= Entries taken from a collection =
▶

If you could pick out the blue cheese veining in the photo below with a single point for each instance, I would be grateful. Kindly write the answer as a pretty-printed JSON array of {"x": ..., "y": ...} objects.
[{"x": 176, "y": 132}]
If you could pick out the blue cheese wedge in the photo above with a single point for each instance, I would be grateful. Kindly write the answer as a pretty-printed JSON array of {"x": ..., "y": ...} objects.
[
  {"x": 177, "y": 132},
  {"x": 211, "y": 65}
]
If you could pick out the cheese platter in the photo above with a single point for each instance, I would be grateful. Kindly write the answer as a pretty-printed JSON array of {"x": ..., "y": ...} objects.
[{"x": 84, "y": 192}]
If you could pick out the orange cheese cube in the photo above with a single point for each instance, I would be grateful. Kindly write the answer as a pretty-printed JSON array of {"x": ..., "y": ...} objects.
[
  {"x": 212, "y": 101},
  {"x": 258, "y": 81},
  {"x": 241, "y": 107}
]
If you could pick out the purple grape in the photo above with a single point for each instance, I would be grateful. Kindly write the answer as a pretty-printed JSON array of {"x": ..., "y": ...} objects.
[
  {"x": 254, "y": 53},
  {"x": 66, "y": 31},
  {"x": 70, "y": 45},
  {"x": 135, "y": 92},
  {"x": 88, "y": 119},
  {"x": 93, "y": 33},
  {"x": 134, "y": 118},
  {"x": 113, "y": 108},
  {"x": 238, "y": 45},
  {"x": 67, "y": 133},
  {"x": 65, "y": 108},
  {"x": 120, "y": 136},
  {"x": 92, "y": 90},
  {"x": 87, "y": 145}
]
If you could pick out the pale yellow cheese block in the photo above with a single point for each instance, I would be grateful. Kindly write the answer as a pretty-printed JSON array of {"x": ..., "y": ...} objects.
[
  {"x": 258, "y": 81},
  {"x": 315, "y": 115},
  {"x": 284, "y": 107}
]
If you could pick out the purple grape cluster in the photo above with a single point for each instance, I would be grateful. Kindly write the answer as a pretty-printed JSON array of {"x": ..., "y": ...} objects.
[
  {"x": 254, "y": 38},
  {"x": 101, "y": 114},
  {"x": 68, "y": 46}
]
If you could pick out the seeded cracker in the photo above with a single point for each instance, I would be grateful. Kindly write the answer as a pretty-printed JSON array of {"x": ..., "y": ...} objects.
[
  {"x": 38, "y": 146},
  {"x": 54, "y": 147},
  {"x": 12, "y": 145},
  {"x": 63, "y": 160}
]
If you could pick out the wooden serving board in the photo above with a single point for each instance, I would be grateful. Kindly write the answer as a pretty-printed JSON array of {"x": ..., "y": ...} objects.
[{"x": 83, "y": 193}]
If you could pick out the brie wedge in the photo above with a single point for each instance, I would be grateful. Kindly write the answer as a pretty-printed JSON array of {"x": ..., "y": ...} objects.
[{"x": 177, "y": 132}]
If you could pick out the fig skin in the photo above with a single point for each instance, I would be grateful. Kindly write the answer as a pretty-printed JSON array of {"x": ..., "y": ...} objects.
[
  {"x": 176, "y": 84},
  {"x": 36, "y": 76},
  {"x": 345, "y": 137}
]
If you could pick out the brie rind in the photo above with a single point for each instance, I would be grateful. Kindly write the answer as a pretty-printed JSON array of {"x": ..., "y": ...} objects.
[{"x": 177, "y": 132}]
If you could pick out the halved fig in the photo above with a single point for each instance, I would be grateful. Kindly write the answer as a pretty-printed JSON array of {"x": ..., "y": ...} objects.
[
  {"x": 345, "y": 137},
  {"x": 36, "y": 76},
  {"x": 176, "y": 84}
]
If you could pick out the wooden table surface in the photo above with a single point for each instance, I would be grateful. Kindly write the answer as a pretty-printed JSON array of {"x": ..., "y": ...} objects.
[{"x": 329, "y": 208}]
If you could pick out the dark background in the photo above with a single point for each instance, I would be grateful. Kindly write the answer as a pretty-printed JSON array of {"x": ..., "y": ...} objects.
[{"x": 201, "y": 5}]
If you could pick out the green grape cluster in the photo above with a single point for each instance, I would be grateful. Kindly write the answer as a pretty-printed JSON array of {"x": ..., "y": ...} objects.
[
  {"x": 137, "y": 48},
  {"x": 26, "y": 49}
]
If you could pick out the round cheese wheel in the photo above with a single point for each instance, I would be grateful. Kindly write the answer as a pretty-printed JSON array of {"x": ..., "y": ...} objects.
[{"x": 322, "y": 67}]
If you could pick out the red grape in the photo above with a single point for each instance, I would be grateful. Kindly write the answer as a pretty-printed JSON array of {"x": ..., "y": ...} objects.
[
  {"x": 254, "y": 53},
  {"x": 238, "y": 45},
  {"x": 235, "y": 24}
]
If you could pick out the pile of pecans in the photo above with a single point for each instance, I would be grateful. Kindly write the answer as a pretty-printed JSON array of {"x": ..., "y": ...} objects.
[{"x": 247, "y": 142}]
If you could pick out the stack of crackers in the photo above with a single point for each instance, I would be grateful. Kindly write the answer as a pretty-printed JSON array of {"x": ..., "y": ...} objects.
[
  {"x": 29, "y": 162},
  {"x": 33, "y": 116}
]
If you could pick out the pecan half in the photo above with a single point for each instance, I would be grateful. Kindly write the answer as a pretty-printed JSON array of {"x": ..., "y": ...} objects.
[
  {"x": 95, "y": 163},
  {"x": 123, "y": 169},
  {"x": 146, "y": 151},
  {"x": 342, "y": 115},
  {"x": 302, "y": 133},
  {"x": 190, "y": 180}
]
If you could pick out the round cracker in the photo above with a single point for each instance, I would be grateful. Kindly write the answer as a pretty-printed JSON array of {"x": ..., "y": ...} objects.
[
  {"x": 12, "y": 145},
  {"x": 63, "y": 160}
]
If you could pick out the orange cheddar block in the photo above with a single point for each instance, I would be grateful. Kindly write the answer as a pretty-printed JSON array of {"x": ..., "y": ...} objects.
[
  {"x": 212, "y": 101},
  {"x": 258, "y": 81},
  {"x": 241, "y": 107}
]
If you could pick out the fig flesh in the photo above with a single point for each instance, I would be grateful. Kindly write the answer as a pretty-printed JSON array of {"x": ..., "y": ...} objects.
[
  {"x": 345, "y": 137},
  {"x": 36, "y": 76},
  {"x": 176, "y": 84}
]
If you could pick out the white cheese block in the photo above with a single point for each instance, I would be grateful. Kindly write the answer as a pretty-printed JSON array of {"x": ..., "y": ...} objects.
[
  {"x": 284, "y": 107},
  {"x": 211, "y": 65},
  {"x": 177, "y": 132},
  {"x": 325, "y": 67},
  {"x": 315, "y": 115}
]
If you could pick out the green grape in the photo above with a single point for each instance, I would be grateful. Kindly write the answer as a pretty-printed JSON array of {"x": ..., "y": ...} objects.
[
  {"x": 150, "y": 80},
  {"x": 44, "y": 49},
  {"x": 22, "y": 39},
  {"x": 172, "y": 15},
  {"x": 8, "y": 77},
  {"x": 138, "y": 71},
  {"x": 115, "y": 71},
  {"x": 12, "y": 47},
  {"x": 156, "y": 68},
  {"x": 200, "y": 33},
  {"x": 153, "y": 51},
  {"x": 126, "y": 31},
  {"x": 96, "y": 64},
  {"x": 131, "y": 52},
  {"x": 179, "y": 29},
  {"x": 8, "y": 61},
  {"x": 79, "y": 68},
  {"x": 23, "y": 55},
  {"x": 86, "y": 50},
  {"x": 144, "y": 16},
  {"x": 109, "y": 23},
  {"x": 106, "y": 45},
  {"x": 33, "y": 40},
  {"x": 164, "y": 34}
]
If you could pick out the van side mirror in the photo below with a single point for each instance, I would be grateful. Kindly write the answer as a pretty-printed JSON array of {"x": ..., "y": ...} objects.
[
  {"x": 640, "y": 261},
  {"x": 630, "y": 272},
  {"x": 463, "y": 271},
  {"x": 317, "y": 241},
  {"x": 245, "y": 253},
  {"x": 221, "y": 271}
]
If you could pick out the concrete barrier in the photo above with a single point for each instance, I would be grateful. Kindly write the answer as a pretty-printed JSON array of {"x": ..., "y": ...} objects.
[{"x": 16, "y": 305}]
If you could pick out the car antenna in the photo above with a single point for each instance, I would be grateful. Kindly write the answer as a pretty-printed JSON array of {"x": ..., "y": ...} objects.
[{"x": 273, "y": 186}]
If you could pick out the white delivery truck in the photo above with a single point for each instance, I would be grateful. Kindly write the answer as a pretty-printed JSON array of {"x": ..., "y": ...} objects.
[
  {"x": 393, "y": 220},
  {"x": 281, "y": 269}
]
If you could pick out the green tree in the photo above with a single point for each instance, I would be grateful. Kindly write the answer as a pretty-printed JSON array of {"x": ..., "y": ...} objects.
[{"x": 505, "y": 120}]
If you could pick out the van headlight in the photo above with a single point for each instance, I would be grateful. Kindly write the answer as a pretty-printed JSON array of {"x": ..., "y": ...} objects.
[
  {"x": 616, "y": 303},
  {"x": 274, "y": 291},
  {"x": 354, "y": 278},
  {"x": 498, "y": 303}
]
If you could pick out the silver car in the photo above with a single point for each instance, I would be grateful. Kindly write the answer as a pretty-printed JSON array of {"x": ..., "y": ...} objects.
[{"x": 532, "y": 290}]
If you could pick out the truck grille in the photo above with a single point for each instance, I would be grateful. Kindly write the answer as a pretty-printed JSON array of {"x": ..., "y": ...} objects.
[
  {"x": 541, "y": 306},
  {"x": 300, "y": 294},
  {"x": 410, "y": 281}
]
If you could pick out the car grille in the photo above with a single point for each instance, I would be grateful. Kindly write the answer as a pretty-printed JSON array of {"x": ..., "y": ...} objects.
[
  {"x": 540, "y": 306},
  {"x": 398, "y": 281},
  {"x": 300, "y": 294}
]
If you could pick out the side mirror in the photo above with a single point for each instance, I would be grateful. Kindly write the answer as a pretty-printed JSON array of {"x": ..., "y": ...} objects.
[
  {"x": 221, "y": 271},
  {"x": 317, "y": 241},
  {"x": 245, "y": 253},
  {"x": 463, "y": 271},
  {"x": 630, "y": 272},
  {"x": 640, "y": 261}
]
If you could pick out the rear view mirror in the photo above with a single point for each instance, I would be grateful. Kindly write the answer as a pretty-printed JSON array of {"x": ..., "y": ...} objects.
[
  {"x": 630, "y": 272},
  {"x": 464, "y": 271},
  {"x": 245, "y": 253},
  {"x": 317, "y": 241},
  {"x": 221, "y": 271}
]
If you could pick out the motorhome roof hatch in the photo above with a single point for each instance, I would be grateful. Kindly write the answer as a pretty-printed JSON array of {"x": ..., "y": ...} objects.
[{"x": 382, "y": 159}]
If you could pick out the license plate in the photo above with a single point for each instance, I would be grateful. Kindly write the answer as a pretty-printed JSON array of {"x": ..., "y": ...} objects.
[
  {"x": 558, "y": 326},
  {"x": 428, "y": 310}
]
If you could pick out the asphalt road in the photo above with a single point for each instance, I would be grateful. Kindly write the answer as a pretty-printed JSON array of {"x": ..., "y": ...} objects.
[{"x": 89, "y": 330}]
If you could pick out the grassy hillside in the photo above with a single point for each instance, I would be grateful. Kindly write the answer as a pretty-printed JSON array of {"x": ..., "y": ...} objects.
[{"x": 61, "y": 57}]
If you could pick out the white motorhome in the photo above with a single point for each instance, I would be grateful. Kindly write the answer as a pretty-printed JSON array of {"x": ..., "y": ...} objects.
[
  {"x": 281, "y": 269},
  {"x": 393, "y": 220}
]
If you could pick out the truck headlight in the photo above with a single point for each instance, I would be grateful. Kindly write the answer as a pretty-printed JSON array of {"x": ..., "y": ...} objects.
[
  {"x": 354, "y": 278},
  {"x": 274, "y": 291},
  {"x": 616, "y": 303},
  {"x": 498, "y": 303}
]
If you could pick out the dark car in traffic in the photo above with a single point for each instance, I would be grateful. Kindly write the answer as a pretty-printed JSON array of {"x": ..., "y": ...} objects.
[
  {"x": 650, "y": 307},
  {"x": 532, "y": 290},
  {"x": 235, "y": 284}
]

◀

Starting at the line that contains "If you could pick out the truck headlight", quote each remaining line of the entries above, unchanged.

If you could pick out the truck headlight in the photo above with a single point for each instance, I would be grateful. Kindly write the answer as a pretty-printed JSON array of {"x": ..., "y": ...} objects.
[
  {"x": 354, "y": 278},
  {"x": 274, "y": 291},
  {"x": 616, "y": 303},
  {"x": 498, "y": 303}
]
If you could pick out the dark car in traffic in the photo above with a single point for each instance, I would be grateful. Kindly write the answer as a pretty-printed JSON array of {"x": ..., "y": ...} objects.
[
  {"x": 650, "y": 307},
  {"x": 532, "y": 290},
  {"x": 235, "y": 284}
]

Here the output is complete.